= Exercise prompt =
Set out the material below as a numbered list, one line per item, with any blank lines left out.

= Dataset content =
========================================
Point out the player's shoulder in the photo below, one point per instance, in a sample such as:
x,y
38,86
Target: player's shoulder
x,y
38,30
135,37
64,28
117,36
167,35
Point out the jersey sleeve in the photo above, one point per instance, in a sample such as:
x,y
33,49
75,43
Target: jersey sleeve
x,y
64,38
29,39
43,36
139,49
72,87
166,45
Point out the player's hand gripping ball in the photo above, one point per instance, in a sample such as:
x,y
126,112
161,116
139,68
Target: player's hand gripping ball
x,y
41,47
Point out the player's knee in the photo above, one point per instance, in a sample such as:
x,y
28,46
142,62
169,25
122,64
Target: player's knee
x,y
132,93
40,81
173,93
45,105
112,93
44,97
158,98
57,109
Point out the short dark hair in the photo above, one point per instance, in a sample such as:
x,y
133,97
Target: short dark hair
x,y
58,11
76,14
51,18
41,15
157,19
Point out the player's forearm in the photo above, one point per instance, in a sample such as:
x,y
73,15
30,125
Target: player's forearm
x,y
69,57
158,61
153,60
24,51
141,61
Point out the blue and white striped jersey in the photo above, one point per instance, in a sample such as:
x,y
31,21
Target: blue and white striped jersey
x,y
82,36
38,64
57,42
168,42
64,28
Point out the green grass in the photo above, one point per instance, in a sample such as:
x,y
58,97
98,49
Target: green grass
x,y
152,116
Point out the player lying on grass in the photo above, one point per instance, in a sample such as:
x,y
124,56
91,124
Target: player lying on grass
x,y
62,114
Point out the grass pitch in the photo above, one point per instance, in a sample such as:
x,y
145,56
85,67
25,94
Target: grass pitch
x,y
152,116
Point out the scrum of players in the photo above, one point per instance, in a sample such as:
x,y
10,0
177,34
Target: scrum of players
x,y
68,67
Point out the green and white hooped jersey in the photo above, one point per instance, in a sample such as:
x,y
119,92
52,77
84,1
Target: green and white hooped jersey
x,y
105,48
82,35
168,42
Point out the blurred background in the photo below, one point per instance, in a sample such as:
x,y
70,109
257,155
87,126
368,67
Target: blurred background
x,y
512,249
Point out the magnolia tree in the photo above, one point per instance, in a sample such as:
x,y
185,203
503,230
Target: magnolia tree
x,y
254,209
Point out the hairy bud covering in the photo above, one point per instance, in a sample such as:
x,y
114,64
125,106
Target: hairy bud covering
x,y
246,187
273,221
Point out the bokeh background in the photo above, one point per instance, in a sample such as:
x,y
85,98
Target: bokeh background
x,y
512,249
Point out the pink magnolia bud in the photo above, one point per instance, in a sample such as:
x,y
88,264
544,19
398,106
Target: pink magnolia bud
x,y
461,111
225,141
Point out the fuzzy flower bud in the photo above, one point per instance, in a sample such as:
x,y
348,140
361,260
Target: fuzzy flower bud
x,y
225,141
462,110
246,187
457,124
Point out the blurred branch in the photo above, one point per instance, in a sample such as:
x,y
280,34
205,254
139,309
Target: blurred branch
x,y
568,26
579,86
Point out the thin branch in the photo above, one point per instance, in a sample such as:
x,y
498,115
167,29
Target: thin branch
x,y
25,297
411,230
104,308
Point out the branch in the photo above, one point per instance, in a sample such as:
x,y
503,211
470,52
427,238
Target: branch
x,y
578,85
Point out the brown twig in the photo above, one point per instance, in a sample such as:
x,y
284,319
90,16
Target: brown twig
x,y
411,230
========================================
= Response to this exercise =
1. Point out the player's shoulder in the photo below, one point per instance, in a sample such as:
2. x,y
3. 38,86
4. Target: player's shoulder
5. x,y
6. 38,30
7. 135,37
8. 64,28
9. 117,36
10. 167,35
11. Point out the jersey sleeve in the photo above, one point per instance, in a sample such as:
12. x,y
13. 33,49
14. 75,43
15. Target: jersey sleeve
16. x,y
17. 64,38
18. 29,39
19. 43,36
20. 139,49
21. 72,87
22. 166,45
23. Point out the player's hand gripping ball in the photo above, one point per instance, in a sample such as:
24. x,y
25. 126,112
26. 161,116
27. 139,68
28. Target: player's hand gripping ball
29. x,y
30. 41,47
31. Point out the player's knee in the photo above, one point per instance, in a sample such as:
32. x,y
33. 28,46
34. 142,62
35. 169,25
36. 122,64
37. Target: player's knee
38. x,y
39. 132,93
40. 40,81
41. 173,93
42. 45,105
43. 112,93
44. 44,97
45. 158,98
46. 57,109
47. Point out the short dark hair in the photo above, one point per instance, in a sample such as:
48. x,y
49. 133,97
50. Target: short dark hair
51. x,y
52. 58,11
53. 76,14
54. 51,18
55. 41,15
56. 157,19
57. Point out the player's forearm in the photo above, one point per instance, in a sample such as:
58. x,y
59. 73,15
60. 30,125
61. Target: player's forearm
62. x,y
63. 69,57
64. 158,61
65. 153,60
66. 24,51
67. 141,61
68. Point out the blue and white striped jersey in the photo above, one point per instance, in a sample such as:
69. x,y
70. 31,21
71. Target: blue and white striped jersey
72. x,y
73. 82,36
74. 38,64
75. 57,42
76. 168,42
77. 64,28
78. Point out the green grass in the photo above, one point per instance, in a sample such as:
79. x,y
80. 58,97
81. 98,49
82. Target: green grass
83. x,y
84. 152,116
85. Point out the player lying on grass in the photo above, one point per instance, in a sample such as:
86. x,y
87. 124,56
88. 91,124
89. Target: player lying on grass
90. x,y
91. 62,114
92. Point out the grass pitch in the photo above, one point per instance, in a sample such as:
93. x,y
94. 145,56
95. 85,67
96. 25,94
97. Target: grass pitch
98. x,y
99. 152,116
100. Point out the scrum of players in the photo above, one point per instance, in a sample such as:
101. x,y
102. 10,0
103. 177,34
104. Target: scrum of players
105. x,y
106. 68,67
107. Point out the green and white hooped jersey in the photo above, one point per instance, in a sample such as:
108. x,y
109. 119,92
110. 52,77
111. 84,1
112. Target: green and white hooped jersey
113. x,y
114. 105,48
115. 82,35
116. 168,42
117. Point out the blurred background in the photo below, one point per instance, in a sample such as:
118. x,y
119. 70,109
120. 257,155
121. 87,126
122. 368,67
123. Target: blurred background
124. x,y
125. 512,249
126. Point out the magnolia tree in the photo above, one point per instance, in a sample such as:
127. x,y
128. 185,203
129. 503,230
130. Target: magnolia tree
131. x,y
132. 254,209
133. Point out the hairy bud covering in the photo above, one point per instance, in a sample such as:
134. x,y
135. 114,64
136. 125,106
137. Target: hairy bud covering
138. x,y
139. 246,187
140. 273,221
141. Point out the bokeh background in the photo above, one point per instance, in a sample such as:
142. x,y
143. 85,98
144. Target: bokeh background
145. x,y
146. 512,249
147. Point out the pink magnolia bud in the photo above, one point per instance, in a sample such as:
148. x,y
149. 88,264
150. 544,19
151. 398,106
152. Target: pink magnolia bud
153. x,y
154. 461,111
155. 225,141
156. Point out the fuzzy flower bud in the photo above, one point per instance, in a sample such as:
157. x,y
158. 348,140
159. 361,260
160. Target: fuzzy flower bud
161. x,y
162. 225,141
163. 462,110
164. 246,187
165. 457,124
166. Point out the blurred branch in the photo above, one point per instance, in a sample such as:
167. x,y
168. 280,34
169. 205,254
170. 139,309
171. Target: blurred branch
172. x,y
173. 568,26
174. 579,86
175. Point out the thin branch in the photo above, one point per instance, in a sample such as:
176. x,y
177. 498,115
178. 167,29
179. Target: thin branch
180. x,y
181. 25,297
182. 411,230
183. 104,308
184. Point out the branch in the photo above, one point per instance, in a sample such as:
185. x,y
186. 503,211
187. 470,52
188. 427,238
189. Target: branch
190. x,y
191. 578,85
192. Point out the brown twig in the photo above, one point per instance, in a sample such as:
193. x,y
194. 284,319
195. 90,16
196. Target: brown twig
197. x,y
198. 411,230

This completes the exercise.